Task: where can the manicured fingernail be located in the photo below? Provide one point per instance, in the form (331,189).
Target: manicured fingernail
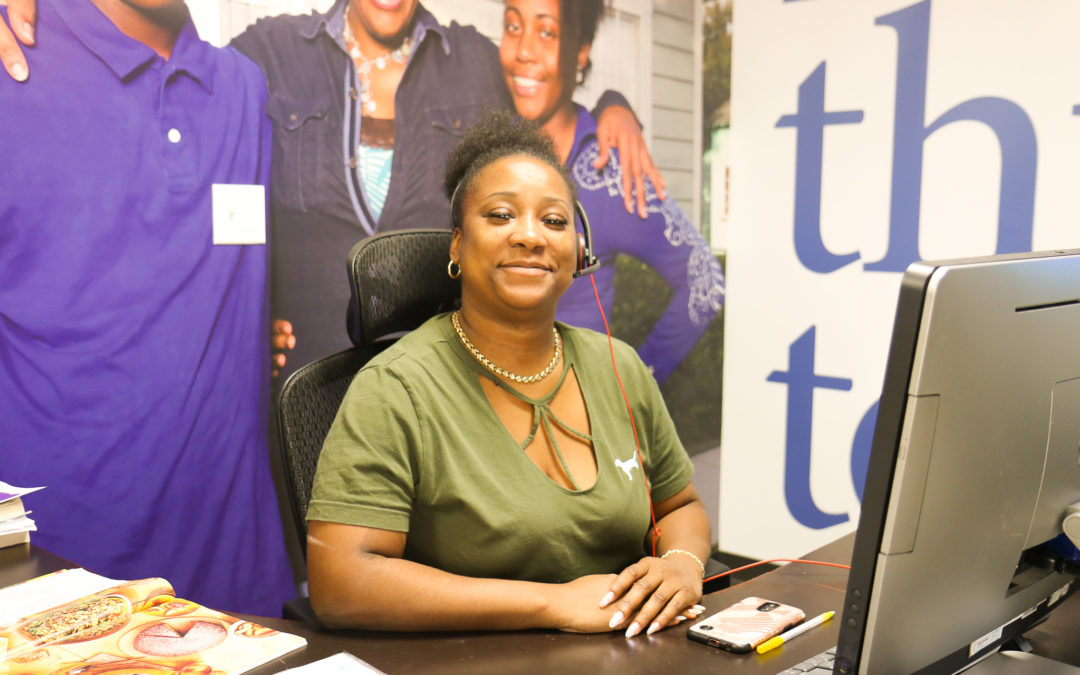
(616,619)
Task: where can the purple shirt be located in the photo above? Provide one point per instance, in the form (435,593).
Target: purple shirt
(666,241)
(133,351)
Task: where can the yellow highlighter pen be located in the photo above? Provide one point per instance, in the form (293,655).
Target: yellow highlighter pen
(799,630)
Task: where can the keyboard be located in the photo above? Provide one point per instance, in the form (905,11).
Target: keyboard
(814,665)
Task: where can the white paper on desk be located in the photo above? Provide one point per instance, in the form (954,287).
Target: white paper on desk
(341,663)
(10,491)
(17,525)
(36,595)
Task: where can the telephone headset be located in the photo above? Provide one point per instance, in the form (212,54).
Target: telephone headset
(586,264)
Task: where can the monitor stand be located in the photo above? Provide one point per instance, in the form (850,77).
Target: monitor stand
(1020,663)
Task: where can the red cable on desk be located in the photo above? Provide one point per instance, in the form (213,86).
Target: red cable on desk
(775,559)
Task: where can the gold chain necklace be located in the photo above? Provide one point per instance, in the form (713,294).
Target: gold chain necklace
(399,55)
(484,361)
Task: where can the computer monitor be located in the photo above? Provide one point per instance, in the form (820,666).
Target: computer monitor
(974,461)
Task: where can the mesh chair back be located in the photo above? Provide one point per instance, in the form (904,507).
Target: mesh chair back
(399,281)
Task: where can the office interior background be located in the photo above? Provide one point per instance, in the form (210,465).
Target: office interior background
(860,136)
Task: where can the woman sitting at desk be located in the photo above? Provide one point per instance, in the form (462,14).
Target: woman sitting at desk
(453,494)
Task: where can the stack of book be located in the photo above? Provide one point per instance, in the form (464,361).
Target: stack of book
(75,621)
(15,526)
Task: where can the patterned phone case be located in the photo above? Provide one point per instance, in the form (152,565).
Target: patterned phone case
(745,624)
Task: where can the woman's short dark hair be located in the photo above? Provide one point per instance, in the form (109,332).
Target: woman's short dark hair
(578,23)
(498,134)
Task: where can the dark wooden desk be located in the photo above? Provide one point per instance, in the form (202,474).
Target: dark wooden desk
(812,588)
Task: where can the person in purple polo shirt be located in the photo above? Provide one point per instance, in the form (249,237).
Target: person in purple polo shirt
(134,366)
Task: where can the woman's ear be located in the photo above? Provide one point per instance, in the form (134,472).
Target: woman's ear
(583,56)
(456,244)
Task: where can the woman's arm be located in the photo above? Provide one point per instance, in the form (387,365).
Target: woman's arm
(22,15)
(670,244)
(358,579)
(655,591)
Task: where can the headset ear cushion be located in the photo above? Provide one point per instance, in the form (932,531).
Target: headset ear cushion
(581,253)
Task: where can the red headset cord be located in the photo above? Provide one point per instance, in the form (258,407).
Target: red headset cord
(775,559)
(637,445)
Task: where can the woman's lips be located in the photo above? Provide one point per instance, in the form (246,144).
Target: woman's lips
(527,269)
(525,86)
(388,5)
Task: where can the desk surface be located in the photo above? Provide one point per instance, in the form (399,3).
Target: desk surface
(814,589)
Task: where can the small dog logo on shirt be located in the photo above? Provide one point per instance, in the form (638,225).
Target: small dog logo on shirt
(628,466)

* Exercise
Look back at the data above. Transcribe exactly the lines starting at the line that contains "Task: where can the patterned" and ending at the line that contains "Task: where can the dark".

* Written response
Task: where can the patterned phone case be located in the photo above? Provide one point per instance, in the form (152,565).
Target: patterned phone case
(745,624)
Task: where can the woman's short dark hair be located in the photo above? Provide one point per instance, in the form (109,332).
Target: woman's short dark hair
(578,23)
(498,134)
Task: where can the dark wooden desk be located in the photo above? Provide one point per instance, in the form (202,474).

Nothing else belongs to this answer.